Task goal: Once the line containing "Query: pickup truck" is found in the entries below, reproduce it and every line after it, stopping at and including the line containing "Query: police officer in camouflage uniform"; reproduce nothing else, and keep each line exact.

Natural-language object grounding data:
■ ■ ■

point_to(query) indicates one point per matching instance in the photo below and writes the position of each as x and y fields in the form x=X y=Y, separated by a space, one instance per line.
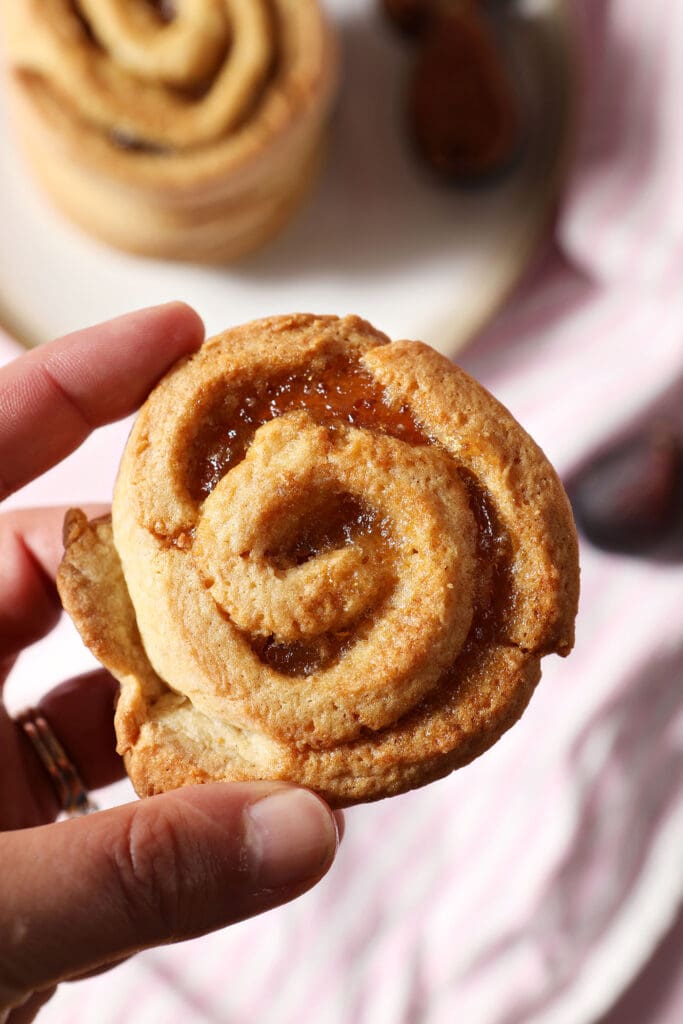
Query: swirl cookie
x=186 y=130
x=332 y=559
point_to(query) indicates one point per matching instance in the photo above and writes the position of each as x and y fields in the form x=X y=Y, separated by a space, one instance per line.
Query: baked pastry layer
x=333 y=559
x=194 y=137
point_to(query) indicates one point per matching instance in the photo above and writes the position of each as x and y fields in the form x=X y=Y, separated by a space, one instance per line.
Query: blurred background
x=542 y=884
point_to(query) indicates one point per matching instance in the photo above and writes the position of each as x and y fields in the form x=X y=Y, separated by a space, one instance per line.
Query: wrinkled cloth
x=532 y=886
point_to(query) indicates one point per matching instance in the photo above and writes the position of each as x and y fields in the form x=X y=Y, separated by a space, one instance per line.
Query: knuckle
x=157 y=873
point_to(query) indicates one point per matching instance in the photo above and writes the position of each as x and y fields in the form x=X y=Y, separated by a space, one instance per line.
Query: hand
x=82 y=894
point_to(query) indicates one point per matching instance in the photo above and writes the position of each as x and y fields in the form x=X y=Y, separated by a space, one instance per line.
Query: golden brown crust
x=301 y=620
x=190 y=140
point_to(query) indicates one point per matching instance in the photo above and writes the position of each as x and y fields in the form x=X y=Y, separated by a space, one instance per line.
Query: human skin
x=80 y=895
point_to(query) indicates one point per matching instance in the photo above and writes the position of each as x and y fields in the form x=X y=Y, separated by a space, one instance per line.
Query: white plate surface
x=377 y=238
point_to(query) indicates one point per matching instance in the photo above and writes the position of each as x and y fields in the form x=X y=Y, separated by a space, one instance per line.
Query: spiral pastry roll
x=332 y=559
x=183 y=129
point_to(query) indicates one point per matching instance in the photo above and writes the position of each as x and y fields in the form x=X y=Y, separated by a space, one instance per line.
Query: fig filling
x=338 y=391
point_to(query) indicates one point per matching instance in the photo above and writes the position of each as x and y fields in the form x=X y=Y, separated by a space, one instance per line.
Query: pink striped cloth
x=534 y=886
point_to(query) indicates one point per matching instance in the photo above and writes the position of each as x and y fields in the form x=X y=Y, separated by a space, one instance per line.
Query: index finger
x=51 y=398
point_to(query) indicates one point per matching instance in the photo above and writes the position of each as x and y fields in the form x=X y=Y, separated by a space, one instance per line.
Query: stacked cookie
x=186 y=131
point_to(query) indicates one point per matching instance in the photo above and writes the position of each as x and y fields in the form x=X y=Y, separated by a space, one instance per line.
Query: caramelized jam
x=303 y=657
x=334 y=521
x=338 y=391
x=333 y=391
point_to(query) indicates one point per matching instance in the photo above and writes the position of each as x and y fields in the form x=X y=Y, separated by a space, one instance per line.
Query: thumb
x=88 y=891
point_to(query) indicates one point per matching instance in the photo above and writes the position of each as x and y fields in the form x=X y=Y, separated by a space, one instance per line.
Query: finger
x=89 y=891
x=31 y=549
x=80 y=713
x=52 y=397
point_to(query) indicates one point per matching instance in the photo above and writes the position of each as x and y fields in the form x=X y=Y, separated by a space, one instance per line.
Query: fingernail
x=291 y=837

■ ■ ■

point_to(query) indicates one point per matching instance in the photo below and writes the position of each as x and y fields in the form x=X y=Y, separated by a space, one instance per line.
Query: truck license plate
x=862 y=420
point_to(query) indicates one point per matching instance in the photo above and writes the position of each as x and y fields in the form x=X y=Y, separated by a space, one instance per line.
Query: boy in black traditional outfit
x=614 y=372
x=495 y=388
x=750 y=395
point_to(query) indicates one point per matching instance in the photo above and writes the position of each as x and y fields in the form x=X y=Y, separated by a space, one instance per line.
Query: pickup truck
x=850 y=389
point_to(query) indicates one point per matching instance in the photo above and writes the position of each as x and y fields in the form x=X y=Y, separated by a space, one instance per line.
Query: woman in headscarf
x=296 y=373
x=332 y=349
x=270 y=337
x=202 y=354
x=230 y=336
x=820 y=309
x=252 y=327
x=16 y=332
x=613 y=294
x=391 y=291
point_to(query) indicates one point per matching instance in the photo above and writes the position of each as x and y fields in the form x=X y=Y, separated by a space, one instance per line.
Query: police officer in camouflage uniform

■ ■ ■

Final answer:
Query: pickup truck
x=850 y=389
point_to(query) indicates one point per matching instance in the photo above and writes the position of each as x and y fields in the form x=X y=Y, separated by a space, one instance per line.
Query: woman in headscarf
x=296 y=373
x=332 y=349
x=270 y=337
x=202 y=354
x=230 y=336
x=820 y=309
x=252 y=327
x=16 y=332
x=613 y=294
x=391 y=291
point_to(query) indicates one point per matching instance in the photo above and writes the position of each as x and y fields in the form x=X y=Y, separated by a space, one instance per line.
Query: police officer in camouflage uniform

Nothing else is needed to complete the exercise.